Rows from a dataset:
-- START --

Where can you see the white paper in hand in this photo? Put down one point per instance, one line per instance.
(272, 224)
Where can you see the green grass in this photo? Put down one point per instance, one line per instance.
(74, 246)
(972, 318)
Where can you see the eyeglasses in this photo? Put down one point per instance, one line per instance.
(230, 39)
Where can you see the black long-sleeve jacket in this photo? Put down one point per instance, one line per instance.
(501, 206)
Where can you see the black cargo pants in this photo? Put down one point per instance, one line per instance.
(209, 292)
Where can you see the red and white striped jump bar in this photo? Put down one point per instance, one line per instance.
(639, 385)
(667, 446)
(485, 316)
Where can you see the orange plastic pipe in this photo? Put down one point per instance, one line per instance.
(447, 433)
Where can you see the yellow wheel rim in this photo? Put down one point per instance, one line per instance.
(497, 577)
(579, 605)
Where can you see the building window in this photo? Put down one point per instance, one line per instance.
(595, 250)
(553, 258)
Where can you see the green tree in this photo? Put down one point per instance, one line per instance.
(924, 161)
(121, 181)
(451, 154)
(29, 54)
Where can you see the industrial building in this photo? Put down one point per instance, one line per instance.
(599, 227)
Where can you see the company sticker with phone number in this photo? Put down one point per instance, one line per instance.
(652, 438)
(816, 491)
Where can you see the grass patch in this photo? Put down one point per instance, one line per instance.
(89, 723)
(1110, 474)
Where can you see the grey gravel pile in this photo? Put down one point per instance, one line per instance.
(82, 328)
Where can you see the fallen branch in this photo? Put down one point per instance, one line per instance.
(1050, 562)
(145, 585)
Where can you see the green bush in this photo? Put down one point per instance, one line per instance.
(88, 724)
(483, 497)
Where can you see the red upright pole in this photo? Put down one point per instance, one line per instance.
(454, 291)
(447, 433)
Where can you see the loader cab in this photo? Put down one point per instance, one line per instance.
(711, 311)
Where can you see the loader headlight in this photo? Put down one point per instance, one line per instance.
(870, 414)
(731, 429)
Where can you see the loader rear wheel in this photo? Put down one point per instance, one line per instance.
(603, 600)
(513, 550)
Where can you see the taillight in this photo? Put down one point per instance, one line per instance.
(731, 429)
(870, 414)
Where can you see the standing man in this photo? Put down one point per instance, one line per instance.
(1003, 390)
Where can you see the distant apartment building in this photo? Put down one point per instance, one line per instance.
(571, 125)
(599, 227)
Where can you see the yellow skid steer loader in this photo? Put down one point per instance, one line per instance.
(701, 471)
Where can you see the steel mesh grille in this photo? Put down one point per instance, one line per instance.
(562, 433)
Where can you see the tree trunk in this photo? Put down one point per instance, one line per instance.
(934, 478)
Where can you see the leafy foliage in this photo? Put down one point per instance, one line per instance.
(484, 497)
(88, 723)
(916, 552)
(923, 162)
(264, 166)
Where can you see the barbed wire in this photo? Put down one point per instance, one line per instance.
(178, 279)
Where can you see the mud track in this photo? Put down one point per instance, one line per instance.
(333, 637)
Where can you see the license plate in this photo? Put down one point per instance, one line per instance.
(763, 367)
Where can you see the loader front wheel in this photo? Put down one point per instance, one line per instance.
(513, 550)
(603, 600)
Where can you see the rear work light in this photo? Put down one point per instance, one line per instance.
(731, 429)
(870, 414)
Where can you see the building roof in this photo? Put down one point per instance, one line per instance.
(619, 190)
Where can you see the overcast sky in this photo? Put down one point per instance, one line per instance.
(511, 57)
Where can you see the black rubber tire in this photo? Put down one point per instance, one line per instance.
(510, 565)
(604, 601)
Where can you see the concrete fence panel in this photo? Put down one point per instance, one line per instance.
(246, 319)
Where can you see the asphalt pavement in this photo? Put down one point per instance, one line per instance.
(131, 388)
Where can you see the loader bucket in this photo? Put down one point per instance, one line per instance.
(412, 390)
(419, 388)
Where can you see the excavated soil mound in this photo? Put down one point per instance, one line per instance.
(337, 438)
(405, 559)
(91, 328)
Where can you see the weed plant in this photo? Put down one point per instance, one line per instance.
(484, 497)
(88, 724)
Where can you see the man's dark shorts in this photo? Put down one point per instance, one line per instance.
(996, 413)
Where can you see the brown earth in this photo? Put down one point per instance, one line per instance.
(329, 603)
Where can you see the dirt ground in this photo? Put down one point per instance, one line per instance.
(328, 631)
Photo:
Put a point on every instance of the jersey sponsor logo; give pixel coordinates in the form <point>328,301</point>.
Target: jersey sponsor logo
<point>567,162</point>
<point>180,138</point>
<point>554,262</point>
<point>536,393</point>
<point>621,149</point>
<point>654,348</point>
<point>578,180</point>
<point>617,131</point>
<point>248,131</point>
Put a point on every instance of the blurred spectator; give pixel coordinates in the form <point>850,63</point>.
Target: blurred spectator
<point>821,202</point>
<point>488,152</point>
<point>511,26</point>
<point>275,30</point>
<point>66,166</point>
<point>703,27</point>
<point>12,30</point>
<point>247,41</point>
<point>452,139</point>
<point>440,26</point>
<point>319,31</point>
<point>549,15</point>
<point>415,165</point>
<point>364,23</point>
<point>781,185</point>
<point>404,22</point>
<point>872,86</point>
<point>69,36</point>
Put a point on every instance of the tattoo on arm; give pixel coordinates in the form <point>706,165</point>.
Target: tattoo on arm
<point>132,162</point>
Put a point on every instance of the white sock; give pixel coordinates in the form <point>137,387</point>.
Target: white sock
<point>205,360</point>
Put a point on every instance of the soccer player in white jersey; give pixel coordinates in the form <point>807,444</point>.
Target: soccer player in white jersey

-- END --

**EXERCISE**
Set down nothing but the lines from the one with "Where can you see the brown" through the end of the records, keeping each line exactly as written and including both ends.

**RESULT OF THIS TASK**
Where can you see the brown earth in this photo? Put down one point per instance, one line per instance.
(329, 603)
Where can you see the dirt ground in this photo? Put down one point per instance, one line per instance.
(328, 631)
Photo:
Put a point on every instance of the jersey sponsor logo; give pixel coordinates in the form <point>328,301</point>.
Target: jersey sponsor logo
<point>567,162</point>
<point>180,138</point>
<point>554,262</point>
<point>536,393</point>
<point>621,149</point>
<point>654,348</point>
<point>578,180</point>
<point>617,131</point>
<point>248,131</point>
Put a point on every instance of the blurred spectator; give pixel coordinates in the form <point>850,63</point>.
Target: blurred spectator
<point>821,202</point>
<point>488,152</point>
<point>511,26</point>
<point>275,30</point>
<point>66,166</point>
<point>703,27</point>
<point>12,30</point>
<point>247,41</point>
<point>452,139</point>
<point>440,26</point>
<point>319,31</point>
<point>549,15</point>
<point>415,165</point>
<point>364,23</point>
<point>781,185</point>
<point>404,22</point>
<point>872,86</point>
<point>69,36</point>
Put a point on every instance of the tattoo on arm; give pixel coordinates in the form <point>706,165</point>.
Target: tattoo on arm
<point>132,162</point>
Put a point on every instance of the white sock; give pixel coordinates in the form <point>137,387</point>.
Target: white sock
<point>205,360</point>
Put a point on every instance of the soccer player in white jersey; give pixel coordinates in the form <point>807,444</point>.
Target: soccer player in white jersey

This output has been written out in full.